**Required work**
Omit the pictures and output every entry below exactly as written.

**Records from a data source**
-- -- --

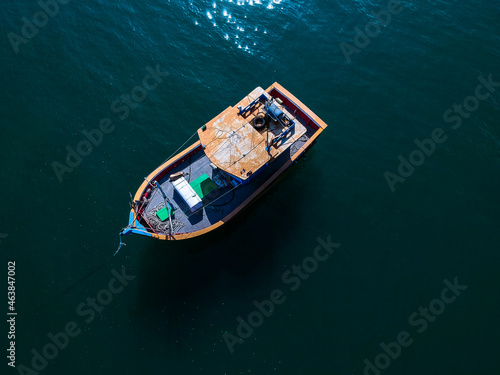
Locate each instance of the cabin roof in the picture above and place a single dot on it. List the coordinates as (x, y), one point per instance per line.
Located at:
(232, 143)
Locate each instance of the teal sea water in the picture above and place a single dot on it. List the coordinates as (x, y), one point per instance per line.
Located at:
(386, 301)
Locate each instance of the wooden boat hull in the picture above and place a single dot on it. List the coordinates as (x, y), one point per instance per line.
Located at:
(138, 223)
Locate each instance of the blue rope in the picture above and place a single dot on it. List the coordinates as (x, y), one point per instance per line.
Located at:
(121, 244)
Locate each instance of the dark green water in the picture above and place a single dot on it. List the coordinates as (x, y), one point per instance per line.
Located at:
(397, 247)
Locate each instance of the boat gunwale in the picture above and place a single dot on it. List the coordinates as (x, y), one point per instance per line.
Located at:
(163, 168)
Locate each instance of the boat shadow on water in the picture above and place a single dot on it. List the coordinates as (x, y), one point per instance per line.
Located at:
(185, 276)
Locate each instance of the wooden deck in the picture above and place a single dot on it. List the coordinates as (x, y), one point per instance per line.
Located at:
(230, 202)
(235, 146)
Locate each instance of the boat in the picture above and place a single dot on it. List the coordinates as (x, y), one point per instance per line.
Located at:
(237, 157)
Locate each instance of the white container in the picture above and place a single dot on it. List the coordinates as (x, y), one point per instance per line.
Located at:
(187, 193)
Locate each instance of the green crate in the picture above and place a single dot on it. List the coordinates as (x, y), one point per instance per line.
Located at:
(164, 213)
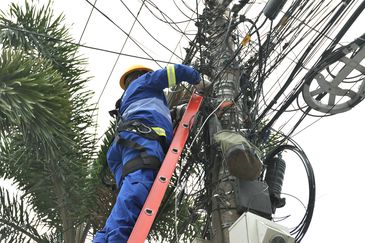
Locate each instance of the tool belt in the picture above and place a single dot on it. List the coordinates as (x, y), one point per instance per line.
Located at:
(143, 160)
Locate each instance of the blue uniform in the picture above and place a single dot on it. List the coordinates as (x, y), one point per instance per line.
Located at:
(145, 101)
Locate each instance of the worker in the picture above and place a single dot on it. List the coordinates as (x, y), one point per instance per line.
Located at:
(144, 133)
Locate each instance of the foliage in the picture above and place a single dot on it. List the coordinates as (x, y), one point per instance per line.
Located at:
(18, 222)
(45, 119)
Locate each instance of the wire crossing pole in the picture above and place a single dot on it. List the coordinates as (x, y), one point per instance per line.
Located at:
(224, 212)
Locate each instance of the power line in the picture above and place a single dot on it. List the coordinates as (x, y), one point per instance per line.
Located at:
(135, 42)
(136, 19)
(116, 61)
(84, 46)
(87, 22)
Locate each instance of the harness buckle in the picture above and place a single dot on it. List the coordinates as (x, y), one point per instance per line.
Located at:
(142, 128)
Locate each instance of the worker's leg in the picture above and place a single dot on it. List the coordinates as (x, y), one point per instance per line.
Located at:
(133, 190)
(129, 203)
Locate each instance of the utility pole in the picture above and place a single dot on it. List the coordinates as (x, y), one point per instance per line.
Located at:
(225, 88)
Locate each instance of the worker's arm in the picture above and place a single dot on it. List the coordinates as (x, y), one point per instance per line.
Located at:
(171, 76)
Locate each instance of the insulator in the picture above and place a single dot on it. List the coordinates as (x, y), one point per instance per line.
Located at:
(275, 175)
(273, 7)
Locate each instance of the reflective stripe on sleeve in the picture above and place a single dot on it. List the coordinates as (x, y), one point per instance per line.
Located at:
(171, 75)
(160, 131)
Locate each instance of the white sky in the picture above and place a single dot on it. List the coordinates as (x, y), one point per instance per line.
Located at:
(334, 144)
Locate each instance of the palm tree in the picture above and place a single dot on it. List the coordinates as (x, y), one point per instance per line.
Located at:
(47, 145)
(45, 122)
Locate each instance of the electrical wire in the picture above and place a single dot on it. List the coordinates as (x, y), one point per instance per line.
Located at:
(154, 38)
(134, 41)
(81, 45)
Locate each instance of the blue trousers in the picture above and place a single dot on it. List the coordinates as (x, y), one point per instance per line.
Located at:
(133, 191)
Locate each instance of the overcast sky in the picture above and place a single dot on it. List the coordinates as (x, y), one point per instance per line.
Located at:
(334, 145)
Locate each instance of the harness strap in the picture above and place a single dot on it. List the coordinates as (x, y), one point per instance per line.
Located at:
(153, 133)
(148, 162)
(142, 161)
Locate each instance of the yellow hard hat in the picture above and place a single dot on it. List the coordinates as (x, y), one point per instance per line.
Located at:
(132, 69)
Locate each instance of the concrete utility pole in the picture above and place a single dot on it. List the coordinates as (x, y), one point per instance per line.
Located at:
(224, 212)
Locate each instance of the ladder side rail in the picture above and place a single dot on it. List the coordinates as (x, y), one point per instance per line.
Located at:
(159, 187)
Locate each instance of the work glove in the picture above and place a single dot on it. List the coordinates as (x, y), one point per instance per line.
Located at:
(202, 86)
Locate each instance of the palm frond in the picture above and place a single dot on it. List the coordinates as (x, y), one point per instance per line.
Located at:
(18, 223)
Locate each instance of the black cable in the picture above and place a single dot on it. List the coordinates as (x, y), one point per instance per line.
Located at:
(81, 45)
(136, 19)
(294, 73)
(301, 229)
(166, 16)
(135, 42)
(87, 22)
(116, 61)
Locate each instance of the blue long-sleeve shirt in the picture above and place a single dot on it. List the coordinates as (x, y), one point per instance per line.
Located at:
(144, 99)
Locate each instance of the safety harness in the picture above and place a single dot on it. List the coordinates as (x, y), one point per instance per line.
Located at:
(143, 160)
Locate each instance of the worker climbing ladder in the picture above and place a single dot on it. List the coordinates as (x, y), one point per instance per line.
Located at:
(159, 187)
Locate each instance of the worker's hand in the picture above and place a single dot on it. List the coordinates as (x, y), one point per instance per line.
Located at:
(202, 86)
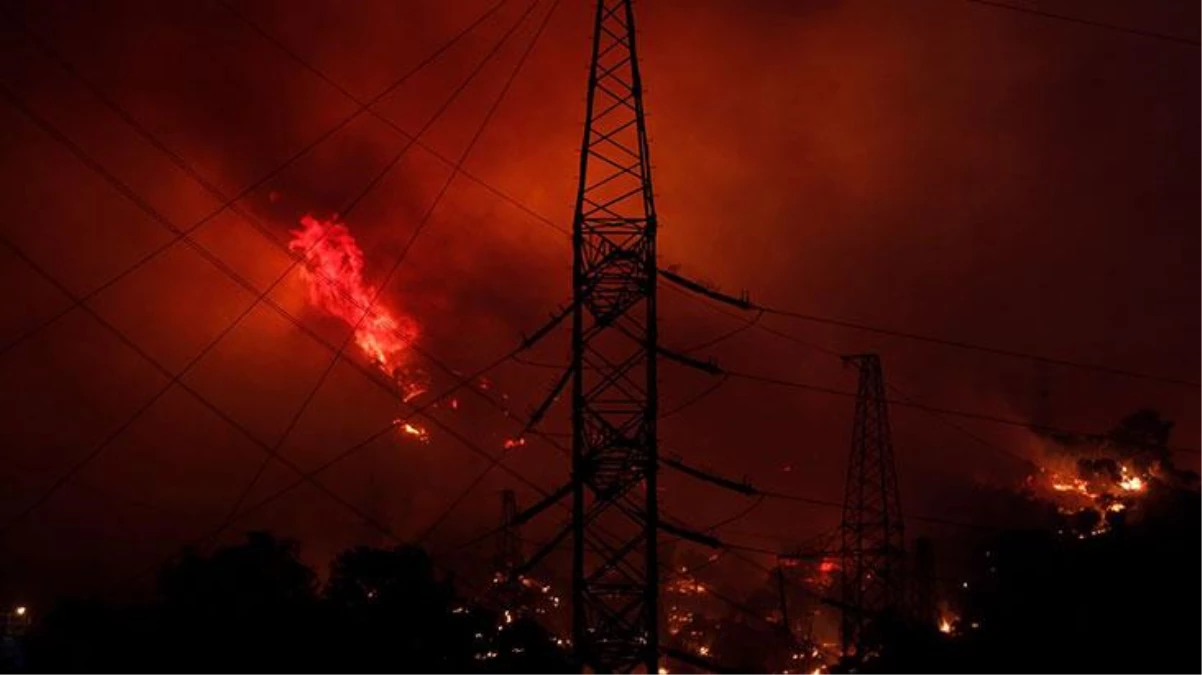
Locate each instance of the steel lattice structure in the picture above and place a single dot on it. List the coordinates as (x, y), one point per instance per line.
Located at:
(614, 346)
(873, 538)
(509, 542)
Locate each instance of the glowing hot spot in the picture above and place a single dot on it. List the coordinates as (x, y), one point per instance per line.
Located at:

-- -- --

**Answer below**
Locate each instance of the cabin roof in the picture above and place a single dot on it. List the coordinates as (x, y), one point per instance per line.
Located at:
(232, 143)
Locate each instance of the teal sea water in the picture above and place a single dot on it. List the coordinates as (x, y), one point per instance per line.
Located at:
(386, 301)
Locate each instance of the wooden boat hull in the picture above and place a single dot on it. List the coordinates as (x, y), one point per instance per line.
Located at:
(138, 223)
Locate each instance of the blue rope in the picture above and place a single dot on it. List the coordinates as (x, y), one point per instance per line.
Located at:
(121, 244)
Locate each instance of the dark green water in the picture above and place a single dot on it. List the coordinates as (x, y), one point per instance per line.
Located at:
(397, 247)
Locate each instance of the boat gunwale in the picture above and place a single dot on it. List the coordinates as (x, y), one point per instance per line.
Located at:
(163, 168)
Locate each instance of the boat shadow on water in the picture above and place a single dot on it. List the coordinates as (x, y), one point per instance per line.
Located at:
(185, 276)
Locate each instance of the wooden deck in the picture above and place a single dot on it. List the coordinates as (x, y), one point per instance per line.
Located at:
(230, 202)
(235, 146)
Locate each instance of the boat in the picture above and place a single dot on it. List the coordinates as (x, y), one point per instance per line.
Located at:
(237, 157)
Locate each instance of the white container in the picture above and place a single dot on it. List the coordinates as (x, y), one point per instance per line.
Located at:
(187, 193)
Locate each instance of the green crate in the picture above and place a single dot on it. List the coordinates as (x, y), one point per instance per line.
Located at:
(164, 213)
Locate each instance of the tool belt in the picture above and place a single dot on it. List the coordinates as (x, y), one point per instance per line.
Located at:
(143, 160)
Locate each instance of the blue uniform in the picture above and place a single dot on it. List the coordinates as (x, y), one point per instance per line.
Located at:
(145, 101)
Locate each instance of the worker in the picture above and place a single dot on it. List the coordinates as (x, y), one point per instance per line.
Located at:
(144, 133)
Locate each instance of the foliage in the picture above and place a single dot on it. List the coordinates as (x, y), one point per instance per line.
Located at:
(18, 222)
(45, 119)
Locate each instance of the wire crossing pole in the picture above and place a single dot on it. List the coordinates as (x, y), one point per instance per line.
Located at:
(224, 212)
Locate each instance of the power line in the picture above and place a single dot on it. List the coordinates as (x, y), one point per instance per line.
Located at:
(135, 42)
(136, 19)
(116, 61)
(84, 46)
(87, 22)
Locate each instance of the harness buckle in the picture above and place a single dot on it. List the coordinates as (x, y), one point per instance per line.
Located at:
(142, 128)
Locate each instance of the worker's leg in the picture above and place a single dot on it. List the coordinates as (x, y), one point per instance per line.
Located at:
(133, 190)
(129, 203)
Locate each instance of the utility pole in the picture above and place a single dot on it. List the coordinates as (x, y), one point per instance per line.
Located at:
(225, 88)
Locate each instance of the worker's arm in the picture above and place a single dot on it. List the coordinates as (x, y), one point per instance per line.
Located at:
(171, 76)
Locate each instance of the insulator in the picture above and place a single dot on it. List the coordinates as (x, y), one point per instance per line.
Located at:
(275, 175)
(273, 7)
Locate each instance of the reflective stripe on sleeve in the picture above and place a single dot on it. List the coordinates as (x, y), one point per instance per line.
Located at:
(171, 75)
(160, 131)
Locate each instance of the white sky in the picture above and place a single dot on it. List the coordinates as (x, y), one point per instance per line.
Located at:
(334, 144)
Locate each instance of the palm tree in the picture above and place a single dot on it. List the coordinates as (x, y), one point per instance per line.
Located at:
(47, 145)
(45, 122)
Locate each instance of the electrical wire in the picture above and place a single dot on it. List the coordinates as (x, y), one point per instance per line.
Located at:
(154, 38)
(134, 41)
(81, 45)
Locate each instance of the blue trousers in the picture above and place a single dot on it. List the coordinates as (x, y), one point per instance per line.
Located at:
(133, 191)
Locate each instance of the overcast sky in the picture above and place a single dot on it. List the coordinates as (x, y), one point per instance per line.
Located at:
(334, 145)
Locate each instance of the harness strap in the picture above and place a single dot on it. List the coordinates as (x, y), one point per instance per line.
Located at:
(153, 133)
(148, 162)
(142, 161)
Locate each instance of the yellow hard hat in the picture above and place a single dot on it. List the coordinates as (x, y), one point per instance per line.
Located at:
(132, 69)
Locate each instance of the concrete utility pole in the picture above and place a single dot on it. List the coordinates as (x, y), one point per instance per line.
Located at:
(224, 212)
Locate each instance of the ladder side rail in the picture above and place a single dot on it. List the coordinates as (x, y), one point per instance per line.
Located at:
(159, 187)
Locate each instance of the work glove in the picture above and place a single dot on it. List the coordinates as (x, y), one point per instance per line.
Located at:
(202, 86)
Locate each instance of the palm frond in the picture above and place a single dot on it. List the coordinates as (x, y), one point per instance per line.
Located at:
(18, 223)
Locate each instance of the black cable in the picture above and place a single dot on it. List the coordinates as (x, y), one point per instance per line.
Located at:
(81, 45)
(136, 19)
(294, 73)
(301, 229)
(166, 16)
(135, 42)
(87, 22)
(116, 61)
Locate each instance of the blue long-sleeve shirt in the picture above and place a single dot on it. List the coordinates as (x, y), one point per instance per line.
Located at:
(144, 99)
Locate each instance of the safety harness in the picture above and place a single dot on it. List the coordinates as (x, y), one point per instance per line.
Located at:
(143, 160)
Locate each instance of the worker climbing ladder in the picture above and place a single dot on it. List the coordinates as (x, y), one point per instance per line.
Located at:
(159, 187)
Locate each instance of the worker's hand in the picture above and place a single dot on it. List the coordinates as (x, y), one point per instance per line.
Located at:
(202, 86)
Locate each instance of the steel lattice structure in the picture above and place a single dot on it. List the coordinates as (x, y), one point per instance per line.
Located at:
(614, 346)
(873, 538)
(509, 542)
Locate each instance of the glowing hot spot in the picture above and place a single dot on it. List the coordinates as (x, y), one point per instance per line.
Located at:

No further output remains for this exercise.